Hubo un tiempo en que dioses y hombres compartían la tierra. Entonces el mundo aún no había dejado de ser un milagro, y lo sobrenatural se agazapaba detrás de cada cosa y cada gesto como para dar aviso de la profunda extrañeza del acontecimiento de vivir. Lo sagrado no era un monopolio del templo y la romería: había bosques que servían de residencia a un numen tímido y en los que el viajero debía internarse descalzo para no importunar su sueño, había cruces de caminos donde se entreveían sombras extraviadas al anochecer, en las riberas de los ríos las muchachas oraban antes de hundir la ropa en la corriente y sobre el horno de la cocina velaba un ser invisible, cuya misión consistía en mantener perpetuamente vivo el fuego que aleja a los lobos y las pesadillas. No existía parcela en el mapa ni cifra en el calendario que no contara con su trocito de deidad: los dioses, entes juguetones y contradictorios, se escondían en los pomos de las puertas, en el fondo de los bolsos, acampaban en el patio de casa y acompañaban a las mulas de la caravana, de tal modo que resultaba inevitable toparse con ellos, imposible sustraerse al roce y la contaminación y el contacto con que lo santo llenaba la tierra.

────

__TAREA SOLICITADA__:
Según el fragmento sobre el tiempo en que dioses y hombres compartían la tierra, ¿cuál era la misión del ser invisible que velaba sobre el horno de la cocina? Los ítems no tienen ningún papel en esto.

[Entradas de etiquetado de la posición de objetos]
────

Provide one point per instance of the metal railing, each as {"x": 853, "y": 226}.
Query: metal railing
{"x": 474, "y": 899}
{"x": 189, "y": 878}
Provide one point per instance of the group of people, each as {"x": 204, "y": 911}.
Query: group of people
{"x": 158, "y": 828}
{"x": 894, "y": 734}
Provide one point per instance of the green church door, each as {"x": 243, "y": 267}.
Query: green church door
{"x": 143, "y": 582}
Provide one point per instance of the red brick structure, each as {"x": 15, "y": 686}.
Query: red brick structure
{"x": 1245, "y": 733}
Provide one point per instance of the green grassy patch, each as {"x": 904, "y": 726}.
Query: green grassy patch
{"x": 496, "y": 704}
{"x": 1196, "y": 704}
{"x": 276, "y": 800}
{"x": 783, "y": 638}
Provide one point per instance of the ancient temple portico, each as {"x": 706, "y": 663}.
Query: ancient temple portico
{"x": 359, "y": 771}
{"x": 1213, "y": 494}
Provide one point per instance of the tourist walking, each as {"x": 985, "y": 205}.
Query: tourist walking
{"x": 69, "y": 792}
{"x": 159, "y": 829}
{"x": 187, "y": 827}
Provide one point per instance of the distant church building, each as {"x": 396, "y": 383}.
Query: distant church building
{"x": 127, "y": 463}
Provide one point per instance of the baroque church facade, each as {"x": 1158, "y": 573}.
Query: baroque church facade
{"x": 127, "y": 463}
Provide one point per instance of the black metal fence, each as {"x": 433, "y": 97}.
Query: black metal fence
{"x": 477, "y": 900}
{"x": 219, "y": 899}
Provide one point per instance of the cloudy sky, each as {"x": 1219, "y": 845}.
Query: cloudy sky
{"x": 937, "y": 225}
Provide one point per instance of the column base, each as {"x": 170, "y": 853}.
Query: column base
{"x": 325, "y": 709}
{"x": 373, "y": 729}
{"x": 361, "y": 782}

────

__RESPUESTA COMPLETA__:
Su misión consistía en mantener perpetuamente vivo el fuego que aleja a los lobos y las pesadillas.